◆ **DESCRIPTION OF THE TASK**
From the line that includes "Question: locate the parked" to the last line of the records, inclusive, repeat each line exactly.

◆ **Entries taken from a collection**

************

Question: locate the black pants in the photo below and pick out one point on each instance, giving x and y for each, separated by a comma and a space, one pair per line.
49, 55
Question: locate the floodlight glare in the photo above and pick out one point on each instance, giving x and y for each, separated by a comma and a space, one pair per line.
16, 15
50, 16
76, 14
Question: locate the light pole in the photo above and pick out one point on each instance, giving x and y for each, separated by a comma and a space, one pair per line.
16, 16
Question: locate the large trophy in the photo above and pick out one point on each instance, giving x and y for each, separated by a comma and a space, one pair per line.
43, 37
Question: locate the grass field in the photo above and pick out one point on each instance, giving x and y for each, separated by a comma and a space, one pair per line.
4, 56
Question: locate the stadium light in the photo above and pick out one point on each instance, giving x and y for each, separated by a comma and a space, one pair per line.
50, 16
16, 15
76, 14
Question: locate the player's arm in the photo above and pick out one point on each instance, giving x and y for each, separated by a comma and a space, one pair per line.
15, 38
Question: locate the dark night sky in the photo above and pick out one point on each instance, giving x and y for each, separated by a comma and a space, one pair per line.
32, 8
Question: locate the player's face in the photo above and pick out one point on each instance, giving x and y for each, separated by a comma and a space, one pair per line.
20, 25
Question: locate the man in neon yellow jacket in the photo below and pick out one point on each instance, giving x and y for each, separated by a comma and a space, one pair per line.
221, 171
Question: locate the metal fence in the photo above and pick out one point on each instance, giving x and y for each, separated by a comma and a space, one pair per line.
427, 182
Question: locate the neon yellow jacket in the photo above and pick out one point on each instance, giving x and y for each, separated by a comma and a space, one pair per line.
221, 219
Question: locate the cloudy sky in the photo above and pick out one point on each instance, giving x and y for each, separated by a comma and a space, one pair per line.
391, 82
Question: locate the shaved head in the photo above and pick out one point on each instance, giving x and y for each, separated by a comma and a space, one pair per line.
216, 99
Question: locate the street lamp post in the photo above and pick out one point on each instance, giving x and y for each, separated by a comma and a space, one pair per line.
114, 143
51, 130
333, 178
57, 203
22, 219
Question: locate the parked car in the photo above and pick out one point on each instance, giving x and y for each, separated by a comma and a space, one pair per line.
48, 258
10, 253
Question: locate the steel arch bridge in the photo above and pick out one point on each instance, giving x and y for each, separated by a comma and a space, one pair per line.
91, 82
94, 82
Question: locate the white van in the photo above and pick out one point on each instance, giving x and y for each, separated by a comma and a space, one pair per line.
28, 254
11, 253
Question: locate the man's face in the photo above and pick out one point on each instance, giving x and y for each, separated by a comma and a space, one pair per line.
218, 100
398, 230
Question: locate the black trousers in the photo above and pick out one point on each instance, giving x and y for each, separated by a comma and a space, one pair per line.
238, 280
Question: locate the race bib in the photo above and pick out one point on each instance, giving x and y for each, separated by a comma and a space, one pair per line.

************

◆ **ANSWER TO THIS TASK**
Question: locate the parked car in the photo above and pick out one point on each instance, giving x and y for each, separated by a comma and a space, one pair per line.
48, 258
10, 253
Question: locate the steel arch bridge in the photo above and pick out one point on each instance, giving x and y for each, separated by a comma and a space, one pair per line.
91, 82
94, 82
Question: locate the white van in the photo above and pick out one point on each instance, giving x and y for each, separated by a comma and a space, one pair per line.
28, 254
11, 253
Question: locate the man's face in the photo above and pick out one point on each instance, giving x and y for each, separated by a comma and a space, one pair per line.
218, 100
398, 230
Question: locate the black trousers in the photo above and pick out one point on each instance, giving x and y for each, separated by a comma and a space, one pair per line.
238, 280
Question: locate the race bib in the photo above and pick out one point on each instance, giving x and y for each, separated by a comma and a space, one pair per line.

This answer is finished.